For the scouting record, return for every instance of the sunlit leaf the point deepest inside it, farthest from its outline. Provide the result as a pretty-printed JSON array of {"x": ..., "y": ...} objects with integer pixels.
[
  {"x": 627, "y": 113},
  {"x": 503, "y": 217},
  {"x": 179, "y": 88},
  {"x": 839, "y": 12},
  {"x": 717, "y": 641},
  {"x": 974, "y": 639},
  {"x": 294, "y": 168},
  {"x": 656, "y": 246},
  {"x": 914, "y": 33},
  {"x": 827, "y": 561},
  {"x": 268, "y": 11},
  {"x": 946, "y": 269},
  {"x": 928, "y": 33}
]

+ + +

WHAT YOU ARE ASKED TO DO: Print all of the material above again, word for word and unchanged.

RESULT FOR THIS EXERCISE:
For the scouting record, return for every instance of the sunlit leaf the point deepest inside it, farthest from its outline. Provide the result as a pretty-printed JSON array of {"x": ..., "y": ...} objects with integer pixels.
[
  {"x": 627, "y": 113},
  {"x": 503, "y": 217},
  {"x": 179, "y": 88},
  {"x": 839, "y": 12},
  {"x": 717, "y": 641},
  {"x": 974, "y": 639},
  {"x": 294, "y": 168},
  {"x": 656, "y": 246},
  {"x": 914, "y": 33},
  {"x": 827, "y": 561},
  {"x": 268, "y": 11},
  {"x": 946, "y": 269},
  {"x": 928, "y": 33}
]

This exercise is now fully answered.